The seemingly innocuous Microsoft OneNote file has become a popular file format used by hackers to spread malware and breach corporate networks. Here’s how to block malicious OneNote phishing attachments from infecting Windows.
To give a little background on how we got to Microsoft OneNote files becoming the tool of choice for malware-distributing phishing attacks, we first need to explain how we got here.
Threat actors have been abusing macros in Microsoft Word and Excel documents for years to download and install malware on Windows devices.
After Microsoft finally disabled macros by default in Word and Excel Office documents, threat actors began turning to other less commonly used file formats to distribute malware, such as ISO files and password-protected ZIP archives.
These were popular file formats as a Windows bug allowed files in ISO images to bypass Mark-of-the-Web (MoTW) security warnings, and the popular 7-Zip archive utility did not propagate MoTW flags to files extracted from ZIP archives.

■ Required actions:
(A) In the article on OneNote phishing, what did Microsoft disable by default in Word and Excel documents?
(B) List every file format that the article on OneNote phishing says threat actors have used to distribute malware.

■ Data shown:

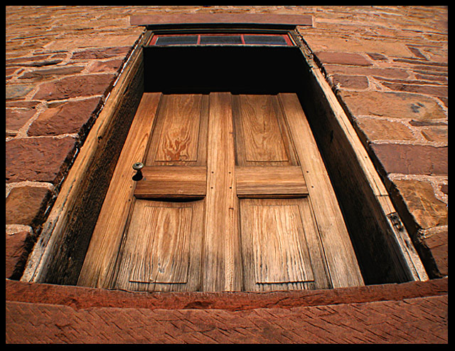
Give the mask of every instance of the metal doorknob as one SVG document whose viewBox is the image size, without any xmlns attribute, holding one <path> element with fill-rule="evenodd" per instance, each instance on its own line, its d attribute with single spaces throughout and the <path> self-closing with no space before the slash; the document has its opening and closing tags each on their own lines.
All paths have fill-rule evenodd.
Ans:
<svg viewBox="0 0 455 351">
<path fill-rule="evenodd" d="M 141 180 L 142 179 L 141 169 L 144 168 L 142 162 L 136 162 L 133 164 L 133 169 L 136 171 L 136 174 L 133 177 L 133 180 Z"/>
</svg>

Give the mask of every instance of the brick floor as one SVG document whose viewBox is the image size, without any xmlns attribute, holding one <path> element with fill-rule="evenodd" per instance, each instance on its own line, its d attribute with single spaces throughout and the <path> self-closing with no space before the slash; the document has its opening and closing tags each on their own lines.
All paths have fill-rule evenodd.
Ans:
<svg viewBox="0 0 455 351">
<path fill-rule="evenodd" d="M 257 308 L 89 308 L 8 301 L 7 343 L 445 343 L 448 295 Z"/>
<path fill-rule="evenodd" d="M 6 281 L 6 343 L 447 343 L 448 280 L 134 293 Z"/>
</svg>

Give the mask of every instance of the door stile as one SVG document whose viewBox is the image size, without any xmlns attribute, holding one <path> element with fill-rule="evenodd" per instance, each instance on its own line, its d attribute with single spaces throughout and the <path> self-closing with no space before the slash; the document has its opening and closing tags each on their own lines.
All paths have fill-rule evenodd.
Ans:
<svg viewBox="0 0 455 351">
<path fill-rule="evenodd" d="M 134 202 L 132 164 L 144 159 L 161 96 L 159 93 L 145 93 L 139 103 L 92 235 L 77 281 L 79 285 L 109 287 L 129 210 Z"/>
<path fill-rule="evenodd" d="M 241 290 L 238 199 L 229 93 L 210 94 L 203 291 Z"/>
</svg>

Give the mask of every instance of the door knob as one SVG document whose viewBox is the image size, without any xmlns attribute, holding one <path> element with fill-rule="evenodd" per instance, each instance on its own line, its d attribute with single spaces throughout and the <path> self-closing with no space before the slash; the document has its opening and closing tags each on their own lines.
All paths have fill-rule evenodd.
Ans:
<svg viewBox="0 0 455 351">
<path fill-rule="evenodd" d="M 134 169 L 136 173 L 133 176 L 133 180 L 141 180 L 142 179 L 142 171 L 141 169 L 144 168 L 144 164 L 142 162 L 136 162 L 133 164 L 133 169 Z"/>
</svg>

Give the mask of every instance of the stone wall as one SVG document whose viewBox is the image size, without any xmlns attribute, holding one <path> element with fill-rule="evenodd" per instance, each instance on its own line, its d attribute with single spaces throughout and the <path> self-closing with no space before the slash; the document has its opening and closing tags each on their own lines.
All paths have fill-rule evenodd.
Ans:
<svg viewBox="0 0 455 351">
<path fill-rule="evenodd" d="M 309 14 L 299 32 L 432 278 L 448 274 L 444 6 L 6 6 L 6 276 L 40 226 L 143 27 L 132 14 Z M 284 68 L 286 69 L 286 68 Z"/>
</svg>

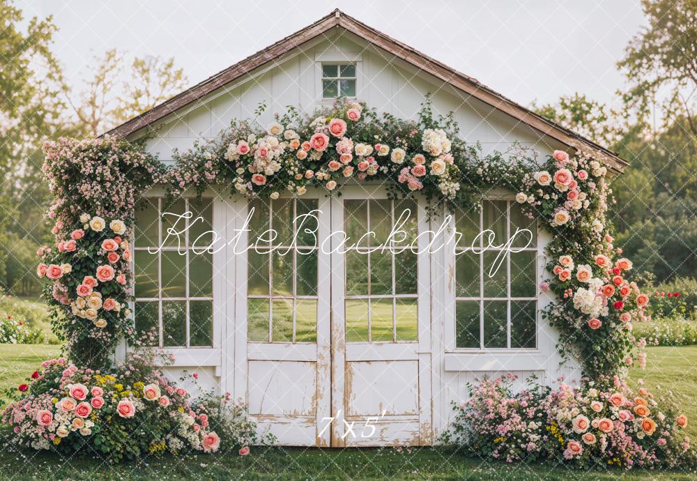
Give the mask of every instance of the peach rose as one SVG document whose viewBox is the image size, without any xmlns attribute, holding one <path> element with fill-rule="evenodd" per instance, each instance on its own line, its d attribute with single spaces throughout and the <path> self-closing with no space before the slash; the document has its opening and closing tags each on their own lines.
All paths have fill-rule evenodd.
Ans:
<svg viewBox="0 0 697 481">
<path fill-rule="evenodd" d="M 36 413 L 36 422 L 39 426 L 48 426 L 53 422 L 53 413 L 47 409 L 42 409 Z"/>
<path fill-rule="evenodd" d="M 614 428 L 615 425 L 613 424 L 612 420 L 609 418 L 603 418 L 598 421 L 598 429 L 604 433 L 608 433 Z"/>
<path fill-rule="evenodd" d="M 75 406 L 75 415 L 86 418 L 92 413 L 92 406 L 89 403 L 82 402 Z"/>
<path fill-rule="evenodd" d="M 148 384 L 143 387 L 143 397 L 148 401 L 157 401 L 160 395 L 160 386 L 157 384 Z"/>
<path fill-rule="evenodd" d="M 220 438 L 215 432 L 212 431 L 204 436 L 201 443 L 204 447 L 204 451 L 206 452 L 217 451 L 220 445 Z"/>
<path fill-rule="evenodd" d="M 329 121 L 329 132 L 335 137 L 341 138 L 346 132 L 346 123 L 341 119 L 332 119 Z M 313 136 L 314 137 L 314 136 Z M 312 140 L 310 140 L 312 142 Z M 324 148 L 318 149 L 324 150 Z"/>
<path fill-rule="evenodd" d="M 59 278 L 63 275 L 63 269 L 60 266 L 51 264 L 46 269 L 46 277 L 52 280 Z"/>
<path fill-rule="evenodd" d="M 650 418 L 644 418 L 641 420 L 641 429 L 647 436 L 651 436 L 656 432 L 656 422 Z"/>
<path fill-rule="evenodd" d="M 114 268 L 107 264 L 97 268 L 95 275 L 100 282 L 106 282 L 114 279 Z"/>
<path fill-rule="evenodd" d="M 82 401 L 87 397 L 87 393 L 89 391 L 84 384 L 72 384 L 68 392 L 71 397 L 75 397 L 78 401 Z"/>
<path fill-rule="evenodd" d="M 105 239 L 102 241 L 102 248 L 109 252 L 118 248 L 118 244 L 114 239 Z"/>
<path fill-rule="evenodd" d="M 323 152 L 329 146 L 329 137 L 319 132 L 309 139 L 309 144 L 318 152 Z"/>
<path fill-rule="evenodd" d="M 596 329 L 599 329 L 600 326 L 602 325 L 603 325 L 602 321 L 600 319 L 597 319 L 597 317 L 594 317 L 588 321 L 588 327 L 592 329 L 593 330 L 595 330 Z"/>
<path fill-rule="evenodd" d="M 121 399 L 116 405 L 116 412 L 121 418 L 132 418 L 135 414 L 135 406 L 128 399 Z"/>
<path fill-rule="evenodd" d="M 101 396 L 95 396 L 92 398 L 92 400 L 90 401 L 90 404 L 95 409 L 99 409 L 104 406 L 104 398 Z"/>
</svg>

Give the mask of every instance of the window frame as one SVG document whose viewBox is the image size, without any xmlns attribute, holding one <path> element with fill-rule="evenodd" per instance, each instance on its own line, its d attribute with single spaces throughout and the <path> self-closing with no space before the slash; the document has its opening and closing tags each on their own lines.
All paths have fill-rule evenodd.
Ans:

■ Solved problems:
(A) Macros

(B)
- Microsoft OneNote files
- Microsoft Word documents
- Microsoft Excel documents
- ISO files
- Password-protected ZIP archives